Written request 1:
From the records below, pull out every line containing the string "sidewalk". Matching is case-sensitive.
------ Passage shown ------
There is a cracker jack car chase and an RPG explosion sequence that are pretty amazing. I don't know how Scott got that footage, but it's a triumph, to be sure. Otherwise, it's a film without a definitive political message. It's a vehicle with too many distractions (the afore-mentioned love story among them) and not enough character development for our bad guys to make us care much in the climax. I mean, Omar Sadiki is a bad guy who earned a graduate degree here, in America. Dude is freaking Tarheel, for heaven's sake! Why not spend more time on him? The pay-off would have been much better.

Oh, and the payoff? (Spoiler alert!) America runs to the rescue at the last minute. Just like in The Kingdom. Just like in every other Hollywood vehicle. But what happens in real life?

People perish, and the footage ends up on the internet. I thought Scott was going to depict that in the conclusion, and the film would have had more credibility (it's sad to say) in that event.

All in all, catch it on DVD for Leo's performance. He's very good here. Which leads me too...
------ Rows ------
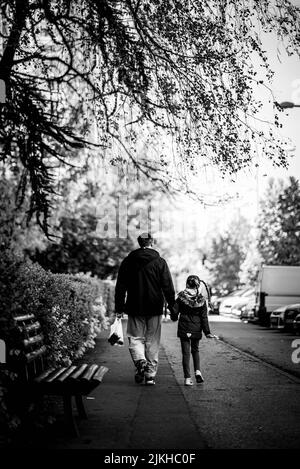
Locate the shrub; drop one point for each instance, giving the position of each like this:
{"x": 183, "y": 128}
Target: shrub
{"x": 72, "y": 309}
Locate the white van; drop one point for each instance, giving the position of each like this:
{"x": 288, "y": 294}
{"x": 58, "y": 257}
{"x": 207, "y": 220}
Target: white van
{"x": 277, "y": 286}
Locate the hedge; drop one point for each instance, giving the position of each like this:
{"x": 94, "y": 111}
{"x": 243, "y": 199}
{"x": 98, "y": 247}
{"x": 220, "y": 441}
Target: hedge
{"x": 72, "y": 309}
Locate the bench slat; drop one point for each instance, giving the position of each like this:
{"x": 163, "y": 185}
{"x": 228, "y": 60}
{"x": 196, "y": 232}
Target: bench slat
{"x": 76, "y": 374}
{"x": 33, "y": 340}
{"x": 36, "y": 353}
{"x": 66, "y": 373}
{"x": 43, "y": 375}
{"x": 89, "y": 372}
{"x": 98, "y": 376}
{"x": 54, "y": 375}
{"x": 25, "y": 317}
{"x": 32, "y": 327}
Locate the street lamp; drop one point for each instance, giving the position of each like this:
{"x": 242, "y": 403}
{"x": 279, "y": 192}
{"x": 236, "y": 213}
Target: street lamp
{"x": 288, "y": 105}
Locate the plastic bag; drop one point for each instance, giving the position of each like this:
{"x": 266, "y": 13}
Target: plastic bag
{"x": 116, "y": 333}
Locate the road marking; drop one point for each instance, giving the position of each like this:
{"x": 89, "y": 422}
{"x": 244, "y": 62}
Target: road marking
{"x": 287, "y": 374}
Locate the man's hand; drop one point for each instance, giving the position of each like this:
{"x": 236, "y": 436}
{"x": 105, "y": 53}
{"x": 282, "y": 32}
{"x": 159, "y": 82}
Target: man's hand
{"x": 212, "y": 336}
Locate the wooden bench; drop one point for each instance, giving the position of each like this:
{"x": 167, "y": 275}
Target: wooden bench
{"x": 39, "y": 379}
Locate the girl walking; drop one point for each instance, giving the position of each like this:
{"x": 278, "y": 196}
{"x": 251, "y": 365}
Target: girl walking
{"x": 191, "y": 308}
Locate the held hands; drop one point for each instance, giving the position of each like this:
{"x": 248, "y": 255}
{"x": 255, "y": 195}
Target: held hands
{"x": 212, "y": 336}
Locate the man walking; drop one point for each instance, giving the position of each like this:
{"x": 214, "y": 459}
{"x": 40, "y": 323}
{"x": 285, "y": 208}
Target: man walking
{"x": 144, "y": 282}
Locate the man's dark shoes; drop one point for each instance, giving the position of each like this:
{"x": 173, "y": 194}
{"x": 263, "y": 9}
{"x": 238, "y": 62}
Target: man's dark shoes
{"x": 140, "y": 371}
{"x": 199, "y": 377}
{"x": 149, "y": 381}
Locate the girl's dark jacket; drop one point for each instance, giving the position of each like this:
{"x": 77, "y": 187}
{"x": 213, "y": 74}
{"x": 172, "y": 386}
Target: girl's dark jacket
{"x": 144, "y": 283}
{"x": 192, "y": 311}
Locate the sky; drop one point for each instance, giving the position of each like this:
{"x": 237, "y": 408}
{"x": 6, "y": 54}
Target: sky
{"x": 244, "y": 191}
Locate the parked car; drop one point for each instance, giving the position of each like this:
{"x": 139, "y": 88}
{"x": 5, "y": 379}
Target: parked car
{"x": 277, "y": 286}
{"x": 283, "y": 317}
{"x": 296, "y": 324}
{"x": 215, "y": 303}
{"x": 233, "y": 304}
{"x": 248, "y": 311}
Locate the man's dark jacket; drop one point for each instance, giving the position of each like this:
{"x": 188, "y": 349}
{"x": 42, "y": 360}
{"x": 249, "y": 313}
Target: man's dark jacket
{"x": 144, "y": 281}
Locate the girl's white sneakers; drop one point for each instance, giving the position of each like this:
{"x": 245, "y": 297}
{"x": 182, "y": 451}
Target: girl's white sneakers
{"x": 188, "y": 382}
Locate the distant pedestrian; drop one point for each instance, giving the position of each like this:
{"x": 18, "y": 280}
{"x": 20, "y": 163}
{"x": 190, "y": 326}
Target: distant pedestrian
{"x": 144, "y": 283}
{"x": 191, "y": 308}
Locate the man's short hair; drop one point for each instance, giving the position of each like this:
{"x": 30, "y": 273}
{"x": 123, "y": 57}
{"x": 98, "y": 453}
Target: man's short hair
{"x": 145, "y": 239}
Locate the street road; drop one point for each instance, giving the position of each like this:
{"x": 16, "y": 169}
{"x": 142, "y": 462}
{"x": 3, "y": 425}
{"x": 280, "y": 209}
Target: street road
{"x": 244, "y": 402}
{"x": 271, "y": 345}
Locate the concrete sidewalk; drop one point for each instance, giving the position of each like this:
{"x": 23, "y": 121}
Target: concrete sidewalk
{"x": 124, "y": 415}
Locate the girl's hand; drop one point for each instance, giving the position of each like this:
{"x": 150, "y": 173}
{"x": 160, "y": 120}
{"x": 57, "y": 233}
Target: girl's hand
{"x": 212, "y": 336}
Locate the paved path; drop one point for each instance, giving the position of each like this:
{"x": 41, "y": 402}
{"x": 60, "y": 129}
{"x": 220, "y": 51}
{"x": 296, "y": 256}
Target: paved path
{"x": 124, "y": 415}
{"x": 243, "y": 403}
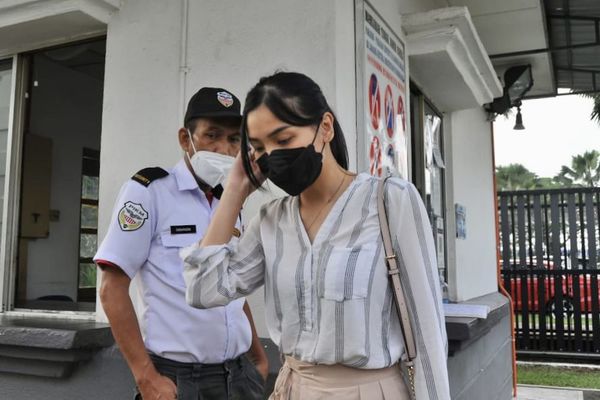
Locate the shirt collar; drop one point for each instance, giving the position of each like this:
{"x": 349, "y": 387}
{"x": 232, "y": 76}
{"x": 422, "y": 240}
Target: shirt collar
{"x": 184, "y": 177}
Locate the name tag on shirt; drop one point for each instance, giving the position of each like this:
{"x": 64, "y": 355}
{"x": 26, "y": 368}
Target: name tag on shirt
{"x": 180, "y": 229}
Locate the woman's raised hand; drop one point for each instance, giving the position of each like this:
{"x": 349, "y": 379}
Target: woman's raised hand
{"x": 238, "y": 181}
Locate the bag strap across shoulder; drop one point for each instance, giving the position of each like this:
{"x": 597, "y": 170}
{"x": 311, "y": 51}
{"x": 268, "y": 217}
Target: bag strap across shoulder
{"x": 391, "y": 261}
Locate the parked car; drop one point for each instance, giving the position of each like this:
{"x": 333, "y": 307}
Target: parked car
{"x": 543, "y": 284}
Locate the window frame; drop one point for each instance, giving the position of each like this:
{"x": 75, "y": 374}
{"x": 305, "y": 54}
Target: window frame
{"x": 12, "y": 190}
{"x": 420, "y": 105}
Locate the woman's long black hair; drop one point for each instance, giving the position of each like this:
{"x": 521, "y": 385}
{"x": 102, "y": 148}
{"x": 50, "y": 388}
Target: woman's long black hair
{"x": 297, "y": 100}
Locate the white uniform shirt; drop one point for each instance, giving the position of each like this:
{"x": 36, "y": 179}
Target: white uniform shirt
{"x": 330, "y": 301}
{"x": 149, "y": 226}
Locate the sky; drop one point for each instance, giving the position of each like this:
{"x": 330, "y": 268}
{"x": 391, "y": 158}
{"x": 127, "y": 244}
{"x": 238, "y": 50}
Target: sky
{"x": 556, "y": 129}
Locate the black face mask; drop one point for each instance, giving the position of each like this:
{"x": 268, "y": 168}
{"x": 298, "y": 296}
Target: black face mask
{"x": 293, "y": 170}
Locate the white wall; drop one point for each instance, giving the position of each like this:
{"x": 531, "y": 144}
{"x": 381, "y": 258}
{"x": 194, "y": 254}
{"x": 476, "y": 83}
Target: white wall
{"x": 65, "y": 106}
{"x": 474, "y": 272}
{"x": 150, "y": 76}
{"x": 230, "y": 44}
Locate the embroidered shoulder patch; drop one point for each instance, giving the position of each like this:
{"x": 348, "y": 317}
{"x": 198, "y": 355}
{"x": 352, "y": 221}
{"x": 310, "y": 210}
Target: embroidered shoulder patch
------
Written request 2:
According to the film review, where did Omar Sadiki earn his graduate degree?

Correct result 1:
Locate the concrete sidewalk; drop one point for each instance, giving the position of each like this:
Target: concrete sidewalk

Correct result 2:
In America.